(Directive):
Recast the lines of the material from the line containing "white flower cluster: detect & box" through the end of the material, inclusive, as a JSON list of strings with one string per line and blank lines omitted.

(Entries from a dataset)
----------------

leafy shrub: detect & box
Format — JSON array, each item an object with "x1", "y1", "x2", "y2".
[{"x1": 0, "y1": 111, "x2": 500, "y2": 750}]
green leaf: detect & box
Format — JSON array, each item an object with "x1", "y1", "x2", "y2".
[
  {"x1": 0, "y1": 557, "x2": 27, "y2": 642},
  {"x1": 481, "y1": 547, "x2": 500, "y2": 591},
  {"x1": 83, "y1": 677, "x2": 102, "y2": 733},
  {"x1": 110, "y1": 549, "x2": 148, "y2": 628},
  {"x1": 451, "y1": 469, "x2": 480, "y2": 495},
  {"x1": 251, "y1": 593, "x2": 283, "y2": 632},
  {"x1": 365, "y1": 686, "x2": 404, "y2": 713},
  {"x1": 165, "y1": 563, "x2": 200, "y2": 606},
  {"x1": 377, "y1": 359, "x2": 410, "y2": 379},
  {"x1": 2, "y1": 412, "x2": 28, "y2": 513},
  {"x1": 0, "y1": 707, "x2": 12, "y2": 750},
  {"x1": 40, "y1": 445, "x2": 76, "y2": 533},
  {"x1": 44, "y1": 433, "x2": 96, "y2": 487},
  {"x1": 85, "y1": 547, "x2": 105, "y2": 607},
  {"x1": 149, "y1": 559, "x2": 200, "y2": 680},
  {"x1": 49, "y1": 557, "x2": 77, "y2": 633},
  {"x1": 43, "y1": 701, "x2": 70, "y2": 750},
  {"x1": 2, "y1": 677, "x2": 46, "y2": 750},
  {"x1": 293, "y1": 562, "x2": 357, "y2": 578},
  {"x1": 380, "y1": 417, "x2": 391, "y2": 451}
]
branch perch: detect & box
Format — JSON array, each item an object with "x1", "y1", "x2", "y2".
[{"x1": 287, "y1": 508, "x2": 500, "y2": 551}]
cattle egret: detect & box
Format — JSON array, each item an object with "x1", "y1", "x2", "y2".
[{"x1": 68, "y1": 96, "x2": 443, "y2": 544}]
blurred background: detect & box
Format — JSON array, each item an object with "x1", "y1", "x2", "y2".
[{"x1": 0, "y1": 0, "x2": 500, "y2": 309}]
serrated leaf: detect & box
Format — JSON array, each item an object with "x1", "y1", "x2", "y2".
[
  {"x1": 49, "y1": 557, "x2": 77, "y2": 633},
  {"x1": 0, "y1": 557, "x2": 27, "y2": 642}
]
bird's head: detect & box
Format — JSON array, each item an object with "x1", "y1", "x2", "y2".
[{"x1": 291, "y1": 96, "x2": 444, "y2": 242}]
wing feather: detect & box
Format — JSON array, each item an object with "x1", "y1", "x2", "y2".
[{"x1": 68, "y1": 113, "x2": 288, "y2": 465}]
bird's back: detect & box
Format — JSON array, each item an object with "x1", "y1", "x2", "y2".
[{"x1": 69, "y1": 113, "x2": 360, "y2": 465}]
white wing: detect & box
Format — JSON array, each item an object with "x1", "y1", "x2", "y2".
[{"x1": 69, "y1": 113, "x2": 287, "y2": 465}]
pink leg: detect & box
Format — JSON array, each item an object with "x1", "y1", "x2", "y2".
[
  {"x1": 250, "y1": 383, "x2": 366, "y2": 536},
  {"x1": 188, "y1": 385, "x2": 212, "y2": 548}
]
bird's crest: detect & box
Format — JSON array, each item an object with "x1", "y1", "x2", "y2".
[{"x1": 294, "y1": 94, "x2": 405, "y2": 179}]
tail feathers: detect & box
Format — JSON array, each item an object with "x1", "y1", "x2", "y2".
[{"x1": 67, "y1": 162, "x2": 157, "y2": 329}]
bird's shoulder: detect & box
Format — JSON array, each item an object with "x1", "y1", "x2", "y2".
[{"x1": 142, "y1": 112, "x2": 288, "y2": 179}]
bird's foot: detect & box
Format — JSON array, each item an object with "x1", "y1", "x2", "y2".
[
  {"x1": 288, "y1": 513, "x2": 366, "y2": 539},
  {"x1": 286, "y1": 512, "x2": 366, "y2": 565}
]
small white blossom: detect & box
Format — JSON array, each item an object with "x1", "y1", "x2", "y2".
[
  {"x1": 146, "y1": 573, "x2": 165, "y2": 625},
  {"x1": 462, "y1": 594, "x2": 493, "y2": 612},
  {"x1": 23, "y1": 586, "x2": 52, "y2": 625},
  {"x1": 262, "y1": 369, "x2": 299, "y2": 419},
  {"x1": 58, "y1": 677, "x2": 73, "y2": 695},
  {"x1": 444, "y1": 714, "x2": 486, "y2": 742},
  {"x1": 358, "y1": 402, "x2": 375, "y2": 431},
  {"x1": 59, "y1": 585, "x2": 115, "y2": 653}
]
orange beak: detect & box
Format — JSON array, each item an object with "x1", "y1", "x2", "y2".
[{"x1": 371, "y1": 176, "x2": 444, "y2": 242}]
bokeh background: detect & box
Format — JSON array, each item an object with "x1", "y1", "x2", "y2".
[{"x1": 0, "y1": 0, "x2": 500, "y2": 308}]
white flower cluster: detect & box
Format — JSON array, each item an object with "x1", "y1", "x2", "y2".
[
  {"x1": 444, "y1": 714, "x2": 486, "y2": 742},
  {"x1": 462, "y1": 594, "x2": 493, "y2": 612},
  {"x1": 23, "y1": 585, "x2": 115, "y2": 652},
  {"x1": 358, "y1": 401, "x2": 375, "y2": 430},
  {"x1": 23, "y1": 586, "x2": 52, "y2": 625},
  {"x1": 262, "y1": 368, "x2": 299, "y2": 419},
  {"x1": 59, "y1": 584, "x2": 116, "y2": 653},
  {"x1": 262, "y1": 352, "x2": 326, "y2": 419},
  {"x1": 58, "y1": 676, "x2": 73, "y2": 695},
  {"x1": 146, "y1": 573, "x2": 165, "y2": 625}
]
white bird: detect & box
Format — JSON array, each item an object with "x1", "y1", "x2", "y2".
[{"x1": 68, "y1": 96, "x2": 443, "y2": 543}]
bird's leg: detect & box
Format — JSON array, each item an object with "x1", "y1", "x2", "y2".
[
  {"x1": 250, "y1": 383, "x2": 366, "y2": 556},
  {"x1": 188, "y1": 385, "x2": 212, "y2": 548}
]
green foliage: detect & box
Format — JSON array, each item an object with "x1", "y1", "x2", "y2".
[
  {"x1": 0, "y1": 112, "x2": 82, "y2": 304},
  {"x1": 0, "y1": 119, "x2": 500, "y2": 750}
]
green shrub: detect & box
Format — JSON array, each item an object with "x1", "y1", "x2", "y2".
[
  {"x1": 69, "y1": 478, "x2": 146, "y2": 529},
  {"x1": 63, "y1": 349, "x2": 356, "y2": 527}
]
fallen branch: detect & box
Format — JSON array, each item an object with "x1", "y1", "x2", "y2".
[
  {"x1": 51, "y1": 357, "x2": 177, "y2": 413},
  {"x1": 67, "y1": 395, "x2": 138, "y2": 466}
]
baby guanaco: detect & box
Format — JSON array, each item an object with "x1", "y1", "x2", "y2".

----------------

(Answer):
[
  "white flower cluster: detect & box",
  "Format — JSON array, each item an object with \"x1\", \"y1\", \"x2\", \"y2\".",
  "[",
  "  {\"x1\": 444, \"y1\": 714, \"x2\": 486, \"y2\": 742},",
  "  {\"x1\": 462, \"y1\": 594, \"x2\": 493, \"y2\": 612},",
  "  {\"x1\": 23, \"y1\": 585, \"x2\": 115, \"y2\": 652},",
  "  {\"x1\": 358, \"y1\": 401, \"x2\": 375, \"y2\": 430},",
  "  {\"x1\": 23, \"y1\": 586, \"x2\": 52, \"y2\": 625},",
  "  {\"x1\": 262, \"y1\": 368, \"x2\": 299, \"y2\": 419},",
  "  {\"x1\": 59, \"y1\": 584, \"x2\": 116, \"y2\": 653},",
  "  {\"x1\": 262, \"y1\": 352, \"x2\": 326, \"y2\": 419},",
  "  {\"x1\": 58, \"y1\": 676, \"x2\": 73, \"y2\": 695},",
  "  {\"x1\": 146, \"y1\": 573, \"x2\": 165, \"y2\": 625}",
  "]",
  "white bird: detect & box",
  "Format — JSON array, each item an object with \"x1\", \"y1\", \"x2\", \"y2\".",
  "[{\"x1\": 68, \"y1\": 96, \"x2\": 443, \"y2\": 543}]",
  "bird's leg: detect & box",
  "Format — JSON array, each item an object with \"x1\", \"y1\", \"x2\", \"y2\".",
  "[",
  "  {\"x1\": 250, \"y1\": 383, \"x2\": 366, \"y2\": 556},",
  "  {\"x1\": 188, \"y1\": 385, \"x2\": 212, \"y2\": 548}",
  "]",
  "green foliage: detect & box",
  "Format — JSON array, each item an object with \"x1\", \"y1\", \"x2\", \"y2\".",
  "[",
  "  {\"x1\": 0, \"y1\": 112, \"x2\": 82, \"y2\": 304},",
  "  {\"x1\": 0, \"y1\": 119, \"x2\": 500, \"y2\": 750}",
  "]",
  "green shrub: detect & box",
  "Format — JSON array, each item an object with \"x1\", \"y1\", \"x2\", \"y2\".",
  "[",
  "  {\"x1\": 69, \"y1\": 478, \"x2\": 146, \"y2\": 529},",
  "  {\"x1\": 63, \"y1\": 349, \"x2\": 356, \"y2\": 527}",
  "]",
  "fallen branch: detect & box",
  "Format — JSON array, each item an object with \"x1\", \"y1\", \"x2\", \"y2\".",
  "[",
  "  {\"x1\": 51, \"y1\": 357, \"x2\": 177, \"y2\": 413},",
  "  {\"x1\": 67, \"y1\": 395, \"x2\": 138, \"y2\": 466}",
  "]",
  "baby guanaco: detect & box",
  "Format — JSON array, each item an object with \"x1\", \"y1\", \"x2\", \"y2\"."
]